*ACTIVITY*
Every line of the data below needs to be reproduced exactly.
---
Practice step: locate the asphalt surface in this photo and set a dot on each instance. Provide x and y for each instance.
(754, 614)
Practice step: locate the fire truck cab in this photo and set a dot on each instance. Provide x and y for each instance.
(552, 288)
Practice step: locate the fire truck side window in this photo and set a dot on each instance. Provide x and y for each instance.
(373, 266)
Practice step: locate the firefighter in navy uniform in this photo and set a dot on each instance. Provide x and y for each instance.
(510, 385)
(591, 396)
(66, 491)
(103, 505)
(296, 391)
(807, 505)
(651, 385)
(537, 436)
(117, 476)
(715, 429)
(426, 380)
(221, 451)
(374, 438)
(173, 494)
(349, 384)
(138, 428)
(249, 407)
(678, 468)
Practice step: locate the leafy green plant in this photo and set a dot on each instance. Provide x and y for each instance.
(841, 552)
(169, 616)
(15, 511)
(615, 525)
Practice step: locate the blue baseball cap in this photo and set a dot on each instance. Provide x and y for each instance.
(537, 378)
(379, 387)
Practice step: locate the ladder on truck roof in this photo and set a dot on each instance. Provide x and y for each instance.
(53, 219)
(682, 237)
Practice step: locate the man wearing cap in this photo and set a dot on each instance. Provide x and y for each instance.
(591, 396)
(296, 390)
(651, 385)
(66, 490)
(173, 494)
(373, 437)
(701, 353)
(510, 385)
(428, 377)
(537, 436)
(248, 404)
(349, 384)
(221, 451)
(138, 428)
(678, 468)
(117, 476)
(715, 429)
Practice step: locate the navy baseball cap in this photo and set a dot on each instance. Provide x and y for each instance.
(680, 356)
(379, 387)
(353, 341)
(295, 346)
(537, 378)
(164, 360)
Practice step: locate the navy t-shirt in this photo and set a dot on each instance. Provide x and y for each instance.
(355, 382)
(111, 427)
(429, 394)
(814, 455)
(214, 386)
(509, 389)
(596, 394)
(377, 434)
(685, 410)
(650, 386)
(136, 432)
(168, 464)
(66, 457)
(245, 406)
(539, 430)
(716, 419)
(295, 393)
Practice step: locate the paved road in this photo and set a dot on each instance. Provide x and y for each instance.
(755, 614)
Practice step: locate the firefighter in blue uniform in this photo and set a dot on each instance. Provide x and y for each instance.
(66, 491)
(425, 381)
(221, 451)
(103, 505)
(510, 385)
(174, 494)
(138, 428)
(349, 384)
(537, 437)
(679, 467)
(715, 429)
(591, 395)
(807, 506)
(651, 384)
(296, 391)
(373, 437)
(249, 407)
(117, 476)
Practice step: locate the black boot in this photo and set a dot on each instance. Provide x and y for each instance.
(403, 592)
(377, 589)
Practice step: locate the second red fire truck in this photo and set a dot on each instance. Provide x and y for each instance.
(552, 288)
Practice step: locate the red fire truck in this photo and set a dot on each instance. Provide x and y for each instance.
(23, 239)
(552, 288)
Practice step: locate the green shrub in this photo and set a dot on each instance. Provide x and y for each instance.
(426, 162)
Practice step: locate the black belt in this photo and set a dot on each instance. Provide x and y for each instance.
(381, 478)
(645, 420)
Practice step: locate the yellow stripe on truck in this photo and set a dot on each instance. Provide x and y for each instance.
---
*OUTPUT FOR THIS TASK*
Practice step: locate the asphalt surface in this photo and set a dot on each instance. Provide x and y for each instance.
(754, 614)
Practice step: locate the fire truck cab in this photo and set a dot on each instance. Provide x and y for each instance.
(552, 288)
Practice step: locate the fire truck side window in this photo and set a dot on each instance. Provide x and y for each instance.
(373, 266)
Practice step: locate the firefighter in navy uniform in this photo and set a dot on each instance. Provide x and y for each instance.
(510, 385)
(591, 396)
(66, 491)
(103, 505)
(296, 391)
(807, 505)
(651, 385)
(537, 436)
(117, 476)
(715, 429)
(426, 380)
(221, 451)
(374, 438)
(173, 494)
(349, 384)
(138, 428)
(249, 407)
(678, 468)
Practice step: locate the leafy green plant in this photo and set a dot on each instance. Provide x and y for each instance.
(841, 552)
(169, 616)
(15, 511)
(615, 525)
Practice step: locate the blue baseball cap in this photo and set a dot on each instance. Provide x and y for each instance.
(537, 378)
(379, 387)
Practice step: locate the ladder on truck roof in this photo and set a dot on each instance. Provide x and y for each instance.
(53, 219)
(682, 237)
Practice step: locate the man wearing cap in this photo and set a dot on each instance. Provide x and y for each instance.
(591, 396)
(296, 390)
(651, 385)
(66, 490)
(173, 494)
(373, 437)
(701, 353)
(510, 385)
(428, 377)
(537, 436)
(248, 404)
(349, 384)
(221, 451)
(138, 428)
(678, 468)
(117, 476)
(715, 429)
Practice step: locate the navy baseball cap in this photo and set a dot on each instance. Provide x and y for each instance.
(680, 356)
(379, 387)
(353, 341)
(295, 346)
(537, 378)
(164, 360)
Practice step: locate the navy t-shirt in this photo and set a dot on each instance. Provide x and y for each instance.
(355, 382)
(111, 427)
(429, 394)
(814, 455)
(214, 386)
(509, 389)
(596, 394)
(377, 434)
(685, 410)
(650, 386)
(136, 432)
(168, 464)
(66, 457)
(245, 406)
(539, 430)
(716, 419)
(295, 393)
Practice step: locate the paved road in this photo and set a dot on each instance. Provide x and y for each instance.
(755, 614)
Practice step: locate the firefighter in blue uniform in this photo and set a dot on each instance. Provide x and y for each instance.
(66, 491)
(425, 381)
(221, 451)
(103, 505)
(510, 385)
(174, 494)
(138, 428)
(349, 384)
(537, 437)
(679, 467)
(715, 429)
(591, 395)
(807, 506)
(651, 384)
(296, 391)
(373, 437)
(249, 407)
(117, 476)
Practice step: locate the black boot in this photo and set a dot on each instance. Provide x and y for each instance.
(403, 592)
(377, 589)
Practice step: locate the second red fire truck in this photo and set a dot on each instance. Provide x and y for each instance.
(552, 288)
Practice step: locate the red fire truck in this photo and set a dot on each instance. Provide x and y for each instance.
(23, 239)
(552, 288)
Practice step: locate the green shrub in this photo and set a dot on each instance. Provide x and y for each instance.
(426, 162)
Practice step: locate the black belt in this photo and set a dot on each instance. Provide x and y for each instance.
(381, 478)
(645, 420)
Practice step: locate the yellow stripe on truck in this photo and set a dot on each instance. Provide x and y for each instance.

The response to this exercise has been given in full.